PROBLEM DESCRIPTION: Take the line that contains "Hi annotator — your job today is to find every rolling" as the first line and the final line of the records as the last; return exactly those lines and the lines between.
[start of INPUT MATERIAL]
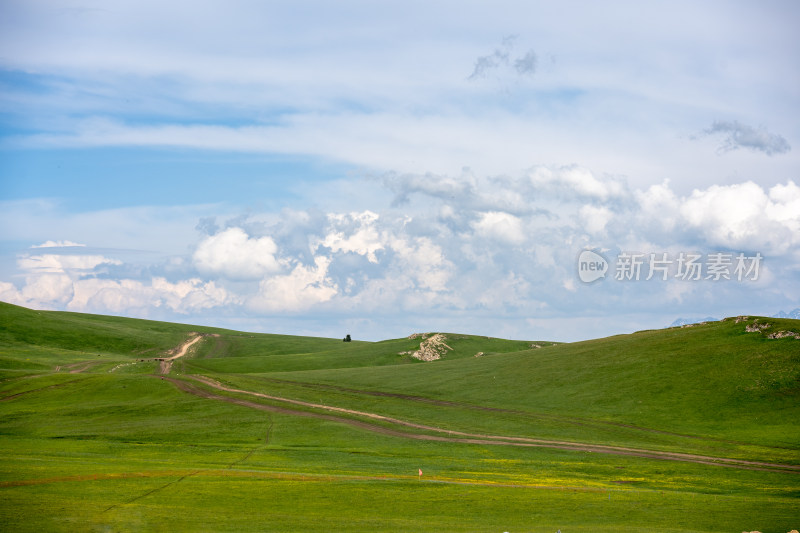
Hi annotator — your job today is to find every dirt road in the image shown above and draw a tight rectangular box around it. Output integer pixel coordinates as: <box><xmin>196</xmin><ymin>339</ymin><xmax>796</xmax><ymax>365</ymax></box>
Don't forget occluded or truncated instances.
<box><xmin>162</xmin><ymin>376</ymin><xmax>800</xmax><ymax>474</ymax></box>
<box><xmin>156</xmin><ymin>333</ymin><xmax>205</xmax><ymax>375</ymax></box>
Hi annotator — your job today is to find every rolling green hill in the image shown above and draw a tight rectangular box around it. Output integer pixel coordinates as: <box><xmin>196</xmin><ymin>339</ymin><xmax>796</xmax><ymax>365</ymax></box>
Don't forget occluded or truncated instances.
<box><xmin>0</xmin><ymin>303</ymin><xmax>800</xmax><ymax>533</ymax></box>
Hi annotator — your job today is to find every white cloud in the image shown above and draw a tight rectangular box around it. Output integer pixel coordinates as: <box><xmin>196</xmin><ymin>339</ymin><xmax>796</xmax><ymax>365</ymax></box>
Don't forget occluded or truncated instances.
<box><xmin>31</xmin><ymin>240</ymin><xmax>86</xmax><ymax>248</ymax></box>
<box><xmin>248</xmin><ymin>256</ymin><xmax>339</xmax><ymax>312</ymax></box>
<box><xmin>680</xmin><ymin>181</ymin><xmax>800</xmax><ymax>253</ymax></box>
<box><xmin>578</xmin><ymin>205</ymin><xmax>614</xmax><ymax>233</ymax></box>
<box><xmin>473</xmin><ymin>211</ymin><xmax>526</xmax><ymax>245</ymax></box>
<box><xmin>528</xmin><ymin>166</ymin><xmax>627</xmax><ymax>200</ymax></box>
<box><xmin>311</xmin><ymin>211</ymin><xmax>384</xmax><ymax>263</ymax></box>
<box><xmin>17</xmin><ymin>254</ymin><xmax>122</xmax><ymax>273</ymax></box>
<box><xmin>67</xmin><ymin>277</ymin><xmax>234</xmax><ymax>314</ymax></box>
<box><xmin>192</xmin><ymin>227</ymin><xmax>281</xmax><ymax>280</ymax></box>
[end of INPUT MATERIAL]
WRITTEN SOLUTION:
Hi annotator — your job today is to find every rolling green hill in the image shown above and draw a tight rectangular box around it. Output integer pixel coordinates as: <box><xmin>196</xmin><ymin>339</ymin><xmax>796</xmax><ymax>365</ymax></box>
Don't forget occluded or truncated instances.
<box><xmin>0</xmin><ymin>303</ymin><xmax>800</xmax><ymax>533</ymax></box>
Hi annotator — your job today is to find every white cloud in the image shown above and draw a tight rectangular box around it. Output integer pixel coordinates as: <box><xmin>196</xmin><ymin>339</ymin><xmax>796</xmax><ymax>365</ymax></box>
Don't forget occluded or truncated instances.
<box><xmin>31</xmin><ymin>240</ymin><xmax>86</xmax><ymax>248</ymax></box>
<box><xmin>248</xmin><ymin>256</ymin><xmax>339</xmax><ymax>312</ymax></box>
<box><xmin>680</xmin><ymin>181</ymin><xmax>800</xmax><ymax>253</ymax></box>
<box><xmin>578</xmin><ymin>205</ymin><xmax>614</xmax><ymax>233</ymax></box>
<box><xmin>473</xmin><ymin>211</ymin><xmax>526</xmax><ymax>245</ymax></box>
<box><xmin>528</xmin><ymin>166</ymin><xmax>627</xmax><ymax>200</ymax></box>
<box><xmin>311</xmin><ymin>211</ymin><xmax>384</xmax><ymax>263</ymax></box>
<box><xmin>17</xmin><ymin>254</ymin><xmax>122</xmax><ymax>273</ymax></box>
<box><xmin>67</xmin><ymin>277</ymin><xmax>234</xmax><ymax>314</ymax></box>
<box><xmin>192</xmin><ymin>227</ymin><xmax>281</xmax><ymax>280</ymax></box>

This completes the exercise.